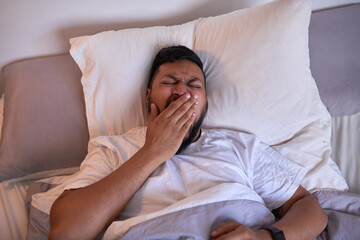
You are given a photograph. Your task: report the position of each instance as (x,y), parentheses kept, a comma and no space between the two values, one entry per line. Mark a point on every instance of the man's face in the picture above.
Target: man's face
(171,81)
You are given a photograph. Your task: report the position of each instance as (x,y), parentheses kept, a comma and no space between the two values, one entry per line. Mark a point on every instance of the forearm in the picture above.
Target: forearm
(85,212)
(303,220)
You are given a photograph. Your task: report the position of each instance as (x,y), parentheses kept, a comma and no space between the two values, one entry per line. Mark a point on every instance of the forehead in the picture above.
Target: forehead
(180,68)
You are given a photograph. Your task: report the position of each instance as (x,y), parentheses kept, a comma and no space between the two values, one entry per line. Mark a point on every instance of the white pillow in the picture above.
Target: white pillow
(258,77)
(115,67)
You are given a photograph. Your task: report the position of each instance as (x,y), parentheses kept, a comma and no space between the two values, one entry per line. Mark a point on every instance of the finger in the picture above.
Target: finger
(174,106)
(225,228)
(154,112)
(183,110)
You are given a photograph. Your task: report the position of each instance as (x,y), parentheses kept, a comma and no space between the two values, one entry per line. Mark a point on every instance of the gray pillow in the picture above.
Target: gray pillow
(334,37)
(44,125)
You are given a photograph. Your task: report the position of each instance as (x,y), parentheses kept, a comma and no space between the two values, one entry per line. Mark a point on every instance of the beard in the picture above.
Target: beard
(195,127)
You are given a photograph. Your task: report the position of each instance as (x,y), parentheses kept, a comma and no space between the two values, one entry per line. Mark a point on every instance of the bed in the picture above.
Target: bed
(52,106)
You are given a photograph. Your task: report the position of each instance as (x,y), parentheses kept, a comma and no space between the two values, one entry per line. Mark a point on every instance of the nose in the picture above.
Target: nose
(179,88)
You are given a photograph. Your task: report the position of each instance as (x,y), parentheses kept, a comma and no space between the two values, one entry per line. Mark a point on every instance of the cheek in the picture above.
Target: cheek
(159,98)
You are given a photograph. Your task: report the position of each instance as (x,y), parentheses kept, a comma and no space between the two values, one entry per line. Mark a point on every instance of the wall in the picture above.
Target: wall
(43,27)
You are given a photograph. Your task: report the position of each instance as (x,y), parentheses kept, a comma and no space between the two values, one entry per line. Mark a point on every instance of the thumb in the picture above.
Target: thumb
(154,112)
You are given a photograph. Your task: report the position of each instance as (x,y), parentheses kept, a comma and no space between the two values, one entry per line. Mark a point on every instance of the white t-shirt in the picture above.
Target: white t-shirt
(217,157)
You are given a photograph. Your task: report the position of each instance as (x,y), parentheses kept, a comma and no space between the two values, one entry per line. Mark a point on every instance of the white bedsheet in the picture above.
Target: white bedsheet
(345,141)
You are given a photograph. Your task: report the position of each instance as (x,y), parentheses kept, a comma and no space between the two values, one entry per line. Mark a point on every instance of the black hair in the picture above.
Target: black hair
(173,54)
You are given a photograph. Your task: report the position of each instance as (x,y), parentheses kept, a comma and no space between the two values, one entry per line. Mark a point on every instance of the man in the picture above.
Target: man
(174,147)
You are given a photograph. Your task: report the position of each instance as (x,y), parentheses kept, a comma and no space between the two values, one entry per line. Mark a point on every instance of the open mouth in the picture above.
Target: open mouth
(171,99)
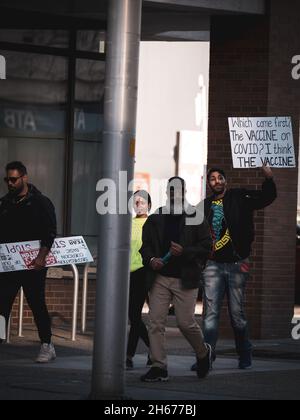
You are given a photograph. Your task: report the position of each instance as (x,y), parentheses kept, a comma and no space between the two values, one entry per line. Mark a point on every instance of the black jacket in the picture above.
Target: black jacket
(239,207)
(32,219)
(195,240)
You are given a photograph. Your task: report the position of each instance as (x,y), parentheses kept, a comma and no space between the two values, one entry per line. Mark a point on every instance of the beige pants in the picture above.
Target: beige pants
(165,291)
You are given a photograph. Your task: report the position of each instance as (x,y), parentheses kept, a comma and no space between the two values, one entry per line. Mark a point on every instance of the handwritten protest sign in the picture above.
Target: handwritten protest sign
(65,251)
(262,141)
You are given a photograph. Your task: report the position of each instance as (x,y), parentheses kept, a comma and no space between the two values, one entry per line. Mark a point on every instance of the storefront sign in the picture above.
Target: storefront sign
(65,251)
(262,141)
(2,67)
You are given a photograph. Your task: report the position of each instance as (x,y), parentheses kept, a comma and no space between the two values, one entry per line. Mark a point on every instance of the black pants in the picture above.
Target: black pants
(137,297)
(33,284)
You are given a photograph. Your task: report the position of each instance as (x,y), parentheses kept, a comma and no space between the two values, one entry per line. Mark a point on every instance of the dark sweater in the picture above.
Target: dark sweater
(32,219)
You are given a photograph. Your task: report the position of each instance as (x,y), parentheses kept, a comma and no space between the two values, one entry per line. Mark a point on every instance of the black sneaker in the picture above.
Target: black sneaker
(213,359)
(129,364)
(204,365)
(155,374)
(149,361)
(245,360)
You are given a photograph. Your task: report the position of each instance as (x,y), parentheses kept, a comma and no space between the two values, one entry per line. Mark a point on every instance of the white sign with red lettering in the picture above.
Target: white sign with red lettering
(65,251)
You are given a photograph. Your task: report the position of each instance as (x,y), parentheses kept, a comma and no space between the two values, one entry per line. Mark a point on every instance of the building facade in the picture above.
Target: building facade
(51,116)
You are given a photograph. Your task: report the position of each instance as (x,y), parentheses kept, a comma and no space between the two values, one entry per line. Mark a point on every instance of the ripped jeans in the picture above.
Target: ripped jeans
(220,279)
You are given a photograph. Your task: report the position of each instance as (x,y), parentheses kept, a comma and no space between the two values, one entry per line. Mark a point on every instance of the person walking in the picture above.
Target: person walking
(138,285)
(174,253)
(230,213)
(27,215)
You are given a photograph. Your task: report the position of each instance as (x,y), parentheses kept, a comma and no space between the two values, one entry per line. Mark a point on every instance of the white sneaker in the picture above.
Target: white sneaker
(47,354)
(2,328)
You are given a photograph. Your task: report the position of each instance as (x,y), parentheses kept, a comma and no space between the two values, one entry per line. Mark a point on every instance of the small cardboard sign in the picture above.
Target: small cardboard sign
(262,141)
(65,251)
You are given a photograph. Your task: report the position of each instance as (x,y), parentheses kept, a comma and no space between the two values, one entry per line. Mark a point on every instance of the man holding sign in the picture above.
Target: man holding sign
(230,214)
(27,215)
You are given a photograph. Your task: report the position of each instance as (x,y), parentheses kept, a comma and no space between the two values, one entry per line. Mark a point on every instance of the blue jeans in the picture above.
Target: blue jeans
(220,279)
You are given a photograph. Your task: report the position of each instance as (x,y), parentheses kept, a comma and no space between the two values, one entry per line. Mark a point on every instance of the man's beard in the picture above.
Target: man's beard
(14,192)
(219,191)
(176,207)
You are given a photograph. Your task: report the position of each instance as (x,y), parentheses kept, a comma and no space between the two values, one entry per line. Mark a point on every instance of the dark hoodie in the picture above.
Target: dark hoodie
(31,219)
(195,240)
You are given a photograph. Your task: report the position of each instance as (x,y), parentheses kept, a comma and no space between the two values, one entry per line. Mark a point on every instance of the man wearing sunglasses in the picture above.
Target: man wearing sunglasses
(27,215)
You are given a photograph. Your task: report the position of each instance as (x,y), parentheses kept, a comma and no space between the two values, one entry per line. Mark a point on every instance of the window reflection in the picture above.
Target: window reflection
(32,120)
(46,38)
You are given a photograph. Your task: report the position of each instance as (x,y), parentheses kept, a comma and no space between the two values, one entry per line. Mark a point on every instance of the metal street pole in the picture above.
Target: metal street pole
(123,41)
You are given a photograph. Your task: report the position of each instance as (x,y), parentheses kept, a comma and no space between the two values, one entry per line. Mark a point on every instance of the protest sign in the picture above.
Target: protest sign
(262,141)
(65,251)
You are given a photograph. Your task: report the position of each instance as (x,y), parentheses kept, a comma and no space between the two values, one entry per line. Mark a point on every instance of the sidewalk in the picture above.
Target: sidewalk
(276,372)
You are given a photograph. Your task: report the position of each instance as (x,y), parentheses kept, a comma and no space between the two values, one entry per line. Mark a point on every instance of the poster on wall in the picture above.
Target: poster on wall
(262,141)
(65,251)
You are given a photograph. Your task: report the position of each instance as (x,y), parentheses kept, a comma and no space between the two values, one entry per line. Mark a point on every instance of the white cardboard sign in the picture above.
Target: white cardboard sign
(65,251)
(262,141)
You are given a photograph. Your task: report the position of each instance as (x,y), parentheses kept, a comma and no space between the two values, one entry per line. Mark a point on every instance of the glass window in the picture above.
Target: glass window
(32,120)
(87,147)
(93,41)
(46,38)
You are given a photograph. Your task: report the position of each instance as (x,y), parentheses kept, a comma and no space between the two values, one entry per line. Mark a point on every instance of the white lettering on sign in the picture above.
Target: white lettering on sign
(65,251)
(262,141)
(296,68)
(79,119)
(2,67)
(19,120)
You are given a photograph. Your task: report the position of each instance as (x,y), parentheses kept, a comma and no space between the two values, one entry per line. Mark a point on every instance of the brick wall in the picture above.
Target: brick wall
(250,76)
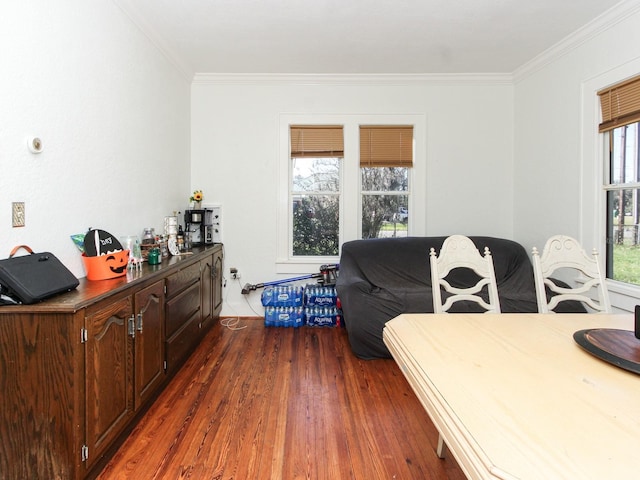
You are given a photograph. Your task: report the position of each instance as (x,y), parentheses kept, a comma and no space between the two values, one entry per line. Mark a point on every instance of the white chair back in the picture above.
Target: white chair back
(563,252)
(459,251)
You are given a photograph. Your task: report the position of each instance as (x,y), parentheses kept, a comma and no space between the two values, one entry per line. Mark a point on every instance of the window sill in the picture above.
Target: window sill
(305,265)
(623,296)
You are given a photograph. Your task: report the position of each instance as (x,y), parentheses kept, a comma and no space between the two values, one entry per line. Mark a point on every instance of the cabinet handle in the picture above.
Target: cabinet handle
(132,326)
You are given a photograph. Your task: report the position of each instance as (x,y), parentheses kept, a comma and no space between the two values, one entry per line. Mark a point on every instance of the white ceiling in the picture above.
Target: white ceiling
(359,36)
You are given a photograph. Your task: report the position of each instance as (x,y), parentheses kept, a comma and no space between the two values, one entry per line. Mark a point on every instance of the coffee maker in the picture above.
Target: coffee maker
(198,226)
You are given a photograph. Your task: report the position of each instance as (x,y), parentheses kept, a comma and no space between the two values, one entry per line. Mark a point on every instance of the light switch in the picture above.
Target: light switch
(18,214)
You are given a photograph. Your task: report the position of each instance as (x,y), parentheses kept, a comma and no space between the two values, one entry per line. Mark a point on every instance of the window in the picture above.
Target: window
(620,126)
(327,192)
(316,157)
(386,155)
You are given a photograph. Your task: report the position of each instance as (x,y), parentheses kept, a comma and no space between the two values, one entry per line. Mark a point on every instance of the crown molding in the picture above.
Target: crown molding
(352,79)
(133,13)
(607,20)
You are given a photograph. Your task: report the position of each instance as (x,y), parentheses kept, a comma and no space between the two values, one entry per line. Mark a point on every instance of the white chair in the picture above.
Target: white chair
(459,251)
(563,256)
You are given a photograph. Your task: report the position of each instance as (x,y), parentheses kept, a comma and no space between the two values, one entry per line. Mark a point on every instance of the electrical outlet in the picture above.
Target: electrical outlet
(17,214)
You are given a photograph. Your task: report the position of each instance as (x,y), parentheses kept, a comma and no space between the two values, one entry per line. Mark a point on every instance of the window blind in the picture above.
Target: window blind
(620,104)
(317,141)
(386,146)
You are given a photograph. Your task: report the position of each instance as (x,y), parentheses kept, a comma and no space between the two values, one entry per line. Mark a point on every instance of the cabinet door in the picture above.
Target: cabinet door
(217,283)
(206,282)
(109,373)
(149,341)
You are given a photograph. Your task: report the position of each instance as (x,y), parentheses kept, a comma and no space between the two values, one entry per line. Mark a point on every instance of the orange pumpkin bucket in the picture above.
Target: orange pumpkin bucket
(104,267)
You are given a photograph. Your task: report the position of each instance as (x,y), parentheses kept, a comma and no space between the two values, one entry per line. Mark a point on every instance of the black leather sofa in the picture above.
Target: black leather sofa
(384,277)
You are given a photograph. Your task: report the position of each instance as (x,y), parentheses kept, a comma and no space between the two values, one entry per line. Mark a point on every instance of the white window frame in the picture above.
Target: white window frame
(350,194)
(594,174)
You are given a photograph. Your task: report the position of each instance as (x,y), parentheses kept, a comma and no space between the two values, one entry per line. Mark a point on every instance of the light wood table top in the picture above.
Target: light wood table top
(514,397)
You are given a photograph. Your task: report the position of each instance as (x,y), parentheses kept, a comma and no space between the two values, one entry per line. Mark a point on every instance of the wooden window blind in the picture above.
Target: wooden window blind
(317,141)
(386,146)
(620,104)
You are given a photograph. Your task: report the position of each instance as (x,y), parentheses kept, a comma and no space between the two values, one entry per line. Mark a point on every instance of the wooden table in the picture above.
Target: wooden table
(514,397)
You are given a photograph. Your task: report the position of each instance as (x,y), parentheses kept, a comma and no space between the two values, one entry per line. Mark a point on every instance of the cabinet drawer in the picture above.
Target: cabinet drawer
(182,308)
(182,279)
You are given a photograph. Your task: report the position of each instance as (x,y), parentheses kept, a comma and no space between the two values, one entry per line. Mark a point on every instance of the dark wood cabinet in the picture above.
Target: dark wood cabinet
(150,362)
(109,374)
(211,281)
(78,369)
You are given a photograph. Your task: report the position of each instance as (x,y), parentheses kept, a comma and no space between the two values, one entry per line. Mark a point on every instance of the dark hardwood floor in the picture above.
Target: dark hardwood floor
(280,403)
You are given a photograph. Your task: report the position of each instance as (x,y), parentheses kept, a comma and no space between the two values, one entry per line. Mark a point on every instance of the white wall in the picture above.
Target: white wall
(557,149)
(550,135)
(114,117)
(235,148)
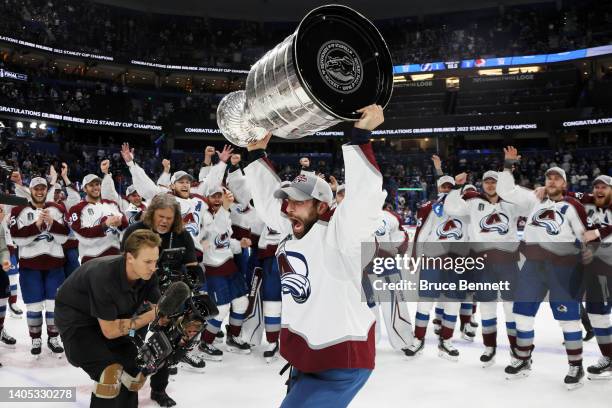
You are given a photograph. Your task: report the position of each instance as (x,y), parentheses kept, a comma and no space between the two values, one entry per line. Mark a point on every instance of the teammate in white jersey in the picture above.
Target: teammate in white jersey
(553,227)
(492,228)
(327,332)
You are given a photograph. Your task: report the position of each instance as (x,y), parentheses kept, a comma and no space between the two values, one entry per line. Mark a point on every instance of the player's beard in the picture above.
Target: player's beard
(301,226)
(603,202)
(554,192)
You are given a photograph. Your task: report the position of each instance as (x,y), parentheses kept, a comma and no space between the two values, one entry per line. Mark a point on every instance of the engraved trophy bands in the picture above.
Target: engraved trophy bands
(335,63)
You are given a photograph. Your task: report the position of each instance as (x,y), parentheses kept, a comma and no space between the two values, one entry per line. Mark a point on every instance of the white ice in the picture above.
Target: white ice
(247,381)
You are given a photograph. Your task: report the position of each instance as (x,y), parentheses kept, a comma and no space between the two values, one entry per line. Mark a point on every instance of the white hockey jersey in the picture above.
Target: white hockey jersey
(219,256)
(492,227)
(132,212)
(325,322)
(95,238)
(552,226)
(437,230)
(39,248)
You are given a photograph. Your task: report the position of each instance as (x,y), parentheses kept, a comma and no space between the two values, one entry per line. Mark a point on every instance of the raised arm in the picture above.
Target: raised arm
(454,204)
(263,182)
(146,187)
(358,215)
(506,187)
(165,178)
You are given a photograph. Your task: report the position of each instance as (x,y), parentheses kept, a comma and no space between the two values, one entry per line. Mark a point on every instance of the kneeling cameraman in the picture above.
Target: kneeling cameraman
(177,262)
(95,312)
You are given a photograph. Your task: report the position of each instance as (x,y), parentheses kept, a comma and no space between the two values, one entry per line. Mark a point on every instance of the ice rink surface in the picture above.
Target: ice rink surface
(247,381)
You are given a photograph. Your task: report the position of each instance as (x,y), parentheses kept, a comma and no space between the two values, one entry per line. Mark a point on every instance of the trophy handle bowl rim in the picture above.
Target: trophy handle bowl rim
(305,85)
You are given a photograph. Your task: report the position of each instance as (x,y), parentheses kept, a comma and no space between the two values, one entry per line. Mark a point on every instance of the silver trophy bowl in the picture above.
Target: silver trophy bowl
(335,63)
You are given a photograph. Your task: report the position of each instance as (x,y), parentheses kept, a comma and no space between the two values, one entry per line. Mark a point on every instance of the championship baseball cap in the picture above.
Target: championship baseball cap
(179,175)
(490,174)
(130,190)
(603,179)
(445,179)
(306,186)
(89,178)
(557,170)
(37,181)
(213,190)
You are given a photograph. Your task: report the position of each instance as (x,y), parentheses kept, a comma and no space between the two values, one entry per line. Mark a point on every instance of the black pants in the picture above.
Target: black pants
(87,348)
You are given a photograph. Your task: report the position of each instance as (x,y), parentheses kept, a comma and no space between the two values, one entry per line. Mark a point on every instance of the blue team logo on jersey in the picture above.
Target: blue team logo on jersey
(242,210)
(549,219)
(222,241)
(294,274)
(495,222)
(382,230)
(450,229)
(45,236)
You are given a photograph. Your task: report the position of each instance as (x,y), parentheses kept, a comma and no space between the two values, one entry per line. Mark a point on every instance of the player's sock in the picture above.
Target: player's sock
(465,313)
(50,318)
(3,303)
(212,328)
(603,332)
(439,312)
(524,336)
(272,316)
(449,319)
(488,313)
(572,334)
(510,324)
(422,319)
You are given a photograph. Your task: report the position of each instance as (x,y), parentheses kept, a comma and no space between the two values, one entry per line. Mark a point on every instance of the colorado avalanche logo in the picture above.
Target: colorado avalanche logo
(452,228)
(549,219)
(222,241)
(45,236)
(192,221)
(294,275)
(382,230)
(241,210)
(495,222)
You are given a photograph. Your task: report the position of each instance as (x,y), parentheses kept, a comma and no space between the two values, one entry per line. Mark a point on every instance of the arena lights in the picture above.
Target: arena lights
(504,61)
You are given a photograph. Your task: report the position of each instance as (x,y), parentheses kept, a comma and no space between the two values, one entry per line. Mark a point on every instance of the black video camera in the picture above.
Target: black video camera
(170,341)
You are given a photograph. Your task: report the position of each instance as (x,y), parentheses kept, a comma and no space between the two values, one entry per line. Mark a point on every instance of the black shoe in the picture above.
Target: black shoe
(518,368)
(36,346)
(193,360)
(488,357)
(437,326)
(210,352)
(236,345)
(415,349)
(54,345)
(7,340)
(574,378)
(602,370)
(15,311)
(271,353)
(447,351)
(162,399)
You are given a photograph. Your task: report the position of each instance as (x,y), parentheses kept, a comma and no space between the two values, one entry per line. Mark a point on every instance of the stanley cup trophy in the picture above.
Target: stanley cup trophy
(335,63)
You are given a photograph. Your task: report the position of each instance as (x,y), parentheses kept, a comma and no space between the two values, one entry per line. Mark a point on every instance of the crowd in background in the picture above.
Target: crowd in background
(409,179)
(128,34)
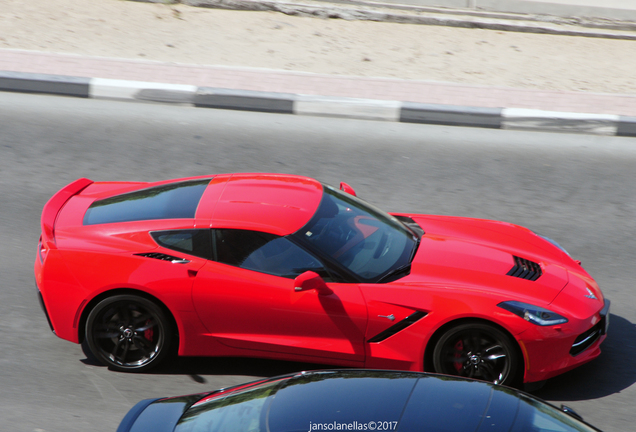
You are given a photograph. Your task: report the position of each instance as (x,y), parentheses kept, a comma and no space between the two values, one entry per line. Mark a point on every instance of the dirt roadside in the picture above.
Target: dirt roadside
(183,34)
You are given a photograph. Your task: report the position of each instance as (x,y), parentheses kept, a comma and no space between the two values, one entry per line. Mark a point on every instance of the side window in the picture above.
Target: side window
(193,242)
(265,253)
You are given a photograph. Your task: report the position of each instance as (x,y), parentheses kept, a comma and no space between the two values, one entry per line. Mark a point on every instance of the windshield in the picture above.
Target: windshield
(364,240)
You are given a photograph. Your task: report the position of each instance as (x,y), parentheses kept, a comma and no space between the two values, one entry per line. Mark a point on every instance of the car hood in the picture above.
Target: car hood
(477,254)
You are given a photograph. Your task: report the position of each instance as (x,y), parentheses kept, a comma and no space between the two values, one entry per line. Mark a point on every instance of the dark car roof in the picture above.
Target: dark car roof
(365,400)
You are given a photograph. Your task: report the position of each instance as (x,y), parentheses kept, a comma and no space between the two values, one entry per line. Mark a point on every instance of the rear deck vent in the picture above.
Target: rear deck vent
(161,256)
(525,269)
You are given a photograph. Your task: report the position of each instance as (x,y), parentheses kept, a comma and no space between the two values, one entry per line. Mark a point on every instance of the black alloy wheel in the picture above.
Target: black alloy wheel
(479,351)
(128,333)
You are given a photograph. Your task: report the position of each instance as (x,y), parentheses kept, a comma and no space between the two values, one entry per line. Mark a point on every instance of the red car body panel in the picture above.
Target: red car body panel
(458,273)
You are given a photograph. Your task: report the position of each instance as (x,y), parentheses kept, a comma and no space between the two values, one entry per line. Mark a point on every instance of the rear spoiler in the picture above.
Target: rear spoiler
(55,204)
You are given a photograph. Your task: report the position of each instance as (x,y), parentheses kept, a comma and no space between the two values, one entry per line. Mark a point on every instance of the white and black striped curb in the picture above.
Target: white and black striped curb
(288,103)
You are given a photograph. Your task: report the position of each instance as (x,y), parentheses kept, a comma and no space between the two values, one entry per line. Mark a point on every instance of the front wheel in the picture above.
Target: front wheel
(479,351)
(128,333)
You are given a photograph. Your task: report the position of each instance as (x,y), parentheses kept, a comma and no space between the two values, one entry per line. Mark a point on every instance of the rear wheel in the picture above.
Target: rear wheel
(479,351)
(128,333)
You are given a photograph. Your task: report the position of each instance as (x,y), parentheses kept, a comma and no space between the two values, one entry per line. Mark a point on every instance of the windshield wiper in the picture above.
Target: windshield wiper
(401,271)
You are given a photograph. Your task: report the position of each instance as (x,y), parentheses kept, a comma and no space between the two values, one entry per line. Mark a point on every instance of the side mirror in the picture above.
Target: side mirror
(311,281)
(346,188)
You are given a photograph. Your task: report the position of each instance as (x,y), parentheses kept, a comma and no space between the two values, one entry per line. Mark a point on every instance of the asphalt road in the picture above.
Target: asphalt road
(576,189)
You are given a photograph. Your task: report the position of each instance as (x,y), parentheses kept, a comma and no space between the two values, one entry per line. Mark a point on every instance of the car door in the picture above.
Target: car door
(246,299)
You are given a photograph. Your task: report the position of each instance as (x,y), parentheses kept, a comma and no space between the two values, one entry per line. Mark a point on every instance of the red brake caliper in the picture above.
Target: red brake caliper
(148,333)
(459,348)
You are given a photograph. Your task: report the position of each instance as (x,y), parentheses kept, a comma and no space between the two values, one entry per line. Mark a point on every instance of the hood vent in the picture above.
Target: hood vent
(525,269)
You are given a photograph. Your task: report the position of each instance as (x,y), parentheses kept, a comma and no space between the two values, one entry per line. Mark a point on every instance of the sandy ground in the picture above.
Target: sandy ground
(182,34)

##############################

§ **WHAT YOU SHOULD DO**
Repeat exactly, and only, the lines from the line containing "caliper in the picture above." through the last line of the records above, both included.

§ **FINAL RESULT**
You are given a photograph. Your task: report the position of each instance as (x,y), parentheses kept, a comma and no space between the two values, one entry per line. Mark a point on every instance of the red brake caliper in the picture above.
Target: red brake caliper
(148,333)
(459,348)
You are given a photograph. Your task: report the position of each instance as (x,y), parentheses kept, a comma and no space between the two values, one entry per line. Mark a point on every instance of the hood vent in the picture above.
Target: hood vent
(525,269)
You are given a photograph. Your task: report the position of each instance as (x,y), parentheses kept, a comma and no space between the two values, one entry per line. Mark a point on every instance of the sandy ground in the picture above.
Target: sandy ground
(182,34)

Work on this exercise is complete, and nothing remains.